I was a little over six years old when my dad gave me the talk—no, not that one. My class was on a school field trip to a local park, and one of the other kids had this huge collection of Hot Wheels cars. Many of us were playing with them and enjoying the day at the park. At some point, I put a handful of the Hot Wheels into my lunch box. It was nearly 30 years ago, but my memory is that I thought he had so many so he wouldn’t mind if I kept some for myself. When the other kid realized some of his cars were missing, I must have realized I did something wrong and joined the loud chorus of denial for having taken his toys. Needless to say, I was busted the moment I lifted my lunch box, and the toy cars started rattling around.
After being ordered to open my lunch box by the teacher, I remember hoping all those little cars would magically disappear. I don’t know whether the San Diego Unified School District had a Zero Tolerance policy for first graders taking each other’s toys or if it was just that my teacher wouldn’t stand for it, but apparently, what I did was a pretty big deal.
“Always be on your best behavior, son”
My dad drove us home, and after sitting silently in the car for what felt like an eternity, he looked at me and, with a shaky voice, said something about people treating me differently from other kids who got into trouble. When I naively asked why, he said very matter-of-factly that certain people don’t like people who had skin like mine. Then he said that because we can’t know what others might be thinking, I had to always be on my best behavior to make sure I didn’t get into trouble with someone who already didn’t like me because I had darker skin.
Experiences seared into your memory
You’d be forgiven for feeling somewhat skeptical that I could remember this experience from my early childhood with such clarity after almost three decades—you’d also be mistaken. Being a blissfully ignorant child who knows nothing of the history of this country, let alone their history, primes one for having the weight of an experience of institutional racism seared into their memory. Just like my memory of a middle-aged white man leaning out of his old, primer grey pickup truck and shouting the N-word at me when I was 12 years old, traumatic experiences have a way of implanting themselves in parts of our memory that you can’t forget.

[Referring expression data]
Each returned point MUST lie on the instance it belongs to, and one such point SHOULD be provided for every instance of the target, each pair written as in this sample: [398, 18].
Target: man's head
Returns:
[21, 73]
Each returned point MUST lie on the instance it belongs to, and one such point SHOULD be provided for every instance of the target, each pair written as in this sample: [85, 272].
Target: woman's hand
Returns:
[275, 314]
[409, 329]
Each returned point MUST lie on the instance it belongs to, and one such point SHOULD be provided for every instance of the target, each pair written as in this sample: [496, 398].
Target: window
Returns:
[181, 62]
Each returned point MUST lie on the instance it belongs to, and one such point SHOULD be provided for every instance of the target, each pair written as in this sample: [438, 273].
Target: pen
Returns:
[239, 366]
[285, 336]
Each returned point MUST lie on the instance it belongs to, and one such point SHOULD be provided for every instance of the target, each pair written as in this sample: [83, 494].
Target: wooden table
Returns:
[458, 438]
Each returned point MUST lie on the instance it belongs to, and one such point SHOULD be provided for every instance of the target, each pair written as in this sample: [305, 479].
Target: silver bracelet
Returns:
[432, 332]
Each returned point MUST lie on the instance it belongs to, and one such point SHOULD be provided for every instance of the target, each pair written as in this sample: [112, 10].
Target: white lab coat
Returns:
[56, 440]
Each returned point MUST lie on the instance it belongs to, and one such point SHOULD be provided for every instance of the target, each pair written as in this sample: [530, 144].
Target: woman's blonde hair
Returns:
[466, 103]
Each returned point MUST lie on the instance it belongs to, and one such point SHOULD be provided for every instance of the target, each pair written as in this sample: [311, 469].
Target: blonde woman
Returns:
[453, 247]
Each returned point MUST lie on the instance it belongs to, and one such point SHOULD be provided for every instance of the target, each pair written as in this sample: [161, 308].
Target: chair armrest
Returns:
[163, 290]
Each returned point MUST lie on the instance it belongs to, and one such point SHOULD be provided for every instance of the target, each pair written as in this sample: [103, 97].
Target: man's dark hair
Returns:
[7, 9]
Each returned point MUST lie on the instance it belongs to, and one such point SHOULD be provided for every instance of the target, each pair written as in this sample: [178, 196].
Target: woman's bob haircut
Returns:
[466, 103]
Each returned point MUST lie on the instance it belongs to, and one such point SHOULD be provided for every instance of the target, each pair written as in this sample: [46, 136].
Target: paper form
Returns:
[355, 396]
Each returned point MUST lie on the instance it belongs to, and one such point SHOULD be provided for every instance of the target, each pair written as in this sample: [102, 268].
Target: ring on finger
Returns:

## Activities
1 – In the essay, rewrite the paragraph that begins "My dad drove us home" as a short list that keeps its main facts.
2 – Answer these questions from the essay:
(a) Where did the class go on the field trip?
(b) Which school district does the essay name?
(c) How old was the narrator when a man shouted at the narrator from a pickup truck?
The rows are not used in any of this work.

## Solved problems
1 –
- The father drove the narrator home and sat in silence for what felt like an eternity.
- In a shaky voice, he said people would treat the narrator differently from other kids who got into trouble.
- When the narrator asked why, he said certain people don't like people with skin like the narrator's.
- Since no one can know what others are thinking, he said the narrator must always be on best behavior to avoid trouble with someone who already disliked the narrator for having darker skin.

2 –
(a) A local park
(b) The San Diego Unified School District
(c) 12 years old